- [TASK OBJECTIVE] Convert every line of the entries below into a Markdown table with two columns, Row for the row number and Line for the line itself, skipping any blank lines. Leave the pictures out of the table.

- [RECORDS FOR THIS EXERCISE]
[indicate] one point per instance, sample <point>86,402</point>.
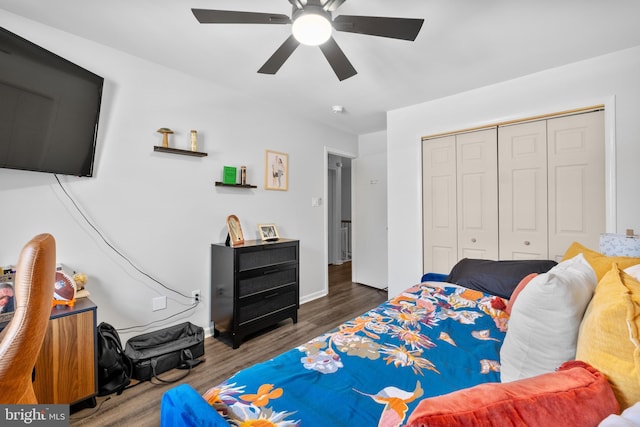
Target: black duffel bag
<point>156,352</point>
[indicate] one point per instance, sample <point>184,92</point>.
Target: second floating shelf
<point>178,151</point>
<point>222,184</point>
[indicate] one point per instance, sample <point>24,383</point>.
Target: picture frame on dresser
<point>235,236</point>
<point>268,232</point>
<point>6,299</point>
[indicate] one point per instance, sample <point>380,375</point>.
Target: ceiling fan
<point>312,25</point>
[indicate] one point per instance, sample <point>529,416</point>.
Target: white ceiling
<point>463,44</point>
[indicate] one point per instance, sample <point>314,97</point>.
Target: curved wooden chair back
<point>23,335</point>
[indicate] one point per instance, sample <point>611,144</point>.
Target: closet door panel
<point>576,184</point>
<point>522,185</point>
<point>477,194</point>
<point>439,204</point>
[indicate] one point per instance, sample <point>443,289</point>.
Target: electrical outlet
<point>196,297</point>
<point>159,303</point>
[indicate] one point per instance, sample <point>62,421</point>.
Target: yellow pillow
<point>608,337</point>
<point>599,262</point>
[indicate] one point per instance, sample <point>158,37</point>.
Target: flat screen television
<point>49,110</point>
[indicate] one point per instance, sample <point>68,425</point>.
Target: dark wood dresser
<point>253,286</point>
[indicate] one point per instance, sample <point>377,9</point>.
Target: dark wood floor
<point>140,405</point>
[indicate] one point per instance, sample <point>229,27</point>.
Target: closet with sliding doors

- [WRITTEN ANSWER]
| Row | Line |
|---|---|
| 1 | [indicate] one point per instance, sample <point>86,402</point>. |
| 2 | Target: black duffel bag |
| 3 | <point>156,352</point> |
| 4 | [indicate] one point per instance, sample <point>184,92</point>. |
| 5 | Target: second floating shelf |
| 6 | <point>178,151</point> |
| 7 | <point>222,184</point> |
| 8 | [indicate] one point per instance, sample <point>24,383</point>. |
| 9 | Target: picture frame on dresser |
| 10 | <point>235,236</point> |
| 11 | <point>268,232</point> |
| 12 | <point>6,299</point> |
| 13 | [indicate] one point per instance, sample <point>380,375</point>. |
| 14 | Target: ceiling fan |
| 15 | <point>312,25</point> |
| 16 | [indicate] one point per instance, sample <point>529,416</point>. |
| 17 | Target: white ceiling |
| 18 | <point>463,44</point> |
| 19 | [indicate] one point per instance, sample <point>314,97</point>. |
| 20 | Target: curved wooden chair back |
| 21 | <point>23,335</point> |
| 22 | [indicate] one point per instance, sample <point>611,144</point>. |
| 23 | Target: closet door panel |
| 24 | <point>576,184</point> |
| 25 | <point>522,185</point> |
| 26 | <point>477,194</point> |
| 27 | <point>439,204</point> |
| 28 | [indicate] one point per instance, sample <point>443,289</point>. |
| 29 | Target: electrical outlet |
| 30 | <point>196,297</point> |
| 31 | <point>159,303</point> |
| 32 | [indicate] one point per instance, sample <point>62,421</point>. |
| 33 | Target: yellow pillow |
| 34 | <point>608,337</point> |
| 35 | <point>599,262</point> |
| 36 | [indicate] one point per instance, sample <point>158,37</point>. |
| 37 | Target: flat screen television |
| 38 | <point>49,110</point> |
| 39 | [indicate] one point per instance, sample <point>68,425</point>. |
| 40 | Target: dark wood dresser |
| 41 | <point>253,286</point> |
| 42 | [indicate] one point per instance, sample <point>377,9</point>. |
| 43 | Target: dark wood floor |
| 44 | <point>140,405</point> |
| 45 | [indicate] one point per instance, sample <point>229,27</point>. |
| 46 | Target: closet with sliding doors |